:: QUESTIONS ::
- A) Reproduce everything in the vital signs text below from "Vital signs need to be appropriately" down to "to document something?", word for word.
- B) Write what comes next in the vital signs text below, picking up after its final sentence.

:: TEXT UNDER STUDY ::

They are important, and therefore we need to take them and interpret them, which means they need to be accurately and appropriately measured. This is a loaded statement. Let’s take it apart.

Vital signs need to be accurate. Is your CNA taking them? Do you know that he or she is doing it correctly? You’d better, because you’re still responsible. Is the patient lying on her side? Is the cuff the right size? Is the oximeter on a finger with poor circulation? Did the patient just drink coffee or ice water? All of those things can throw off vital sign values to the point that they become completely useless for clinical decision-making.

Vital signs need to be appropriately measured. Does your patient have chest pain and a history of aortic dissection? If so, vital signs probably need to be taken and recorded more often than every 4 hours (much more often). Does your patient have a hangnail? If so, you probably have better things to do than take his vital signs hourly while he waits for more emergent cases to be seen. What is appropriate? I can’t find any standards. Guidelines, yes. But at baseline, nurses need to use our brains. For example, if a patient becomes unstable, increase the frequency of taking vital signs no matter what the order says. Appropriate measurement may mean wildly different things to different specialties. For example, if I have a patient who is finally getting some sleep and has been stable, is it appropriate to wake her up every hour just because I need to document something?

:: DATA EXCERPTS ::
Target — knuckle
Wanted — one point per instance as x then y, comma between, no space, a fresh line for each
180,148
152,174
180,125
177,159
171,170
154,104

:: ANSWERS FOR THE TASKS ::
- A)
Vital signs need to be appropriately measured. Does your patient have chest pain and a history of aortic dissection? If so, vital signs probably need to be taken and recorded more often than every 4 hours (much more often). Does your patient have a hangnail? If so, you probably have better things to do than take his vital signs hourly while he waits for more emergent cases to be seen. What is appropriate? I can’t find any standards. Guidelines, yes. But at baseline, nurses need to use our brains. For example, if a patient becomes unstable, increase the frequency of taking vital signs no matter what the order says. Appropriate measurement may mean wildly different things to different specialties. For example, if I have a patient who is finally getting some sleep and has been stable, is it appropriate to wake her up every hour just because I need to document something?

- B)
Finally, we need to interpret them. Having a list of values is useless unless we look at trends. What is the MAP? The pulse pressure? Is the blood pressure trending up or down? Did that fever get better after Tylenol? A 10 mm Hg difference in 4 hours may seem trivial, but a 20 mm Hg drop after 8 hours can mean your patient is headed for septic shock and you weren’t paying attention. A monkey could probably be trained to take vital signs, so our nursing knowledge and experience must come into play to interpret the data and act accordingly.

Vital signs are important: let’s not skip their relevance because they’re so common in our task lists. This is a nursing judgment issue; our job is not just to take vital signs by rote. It is to take them according to the patient’s condition and interpret them so that we can make decisions and inform the decisions of other healthcare providers.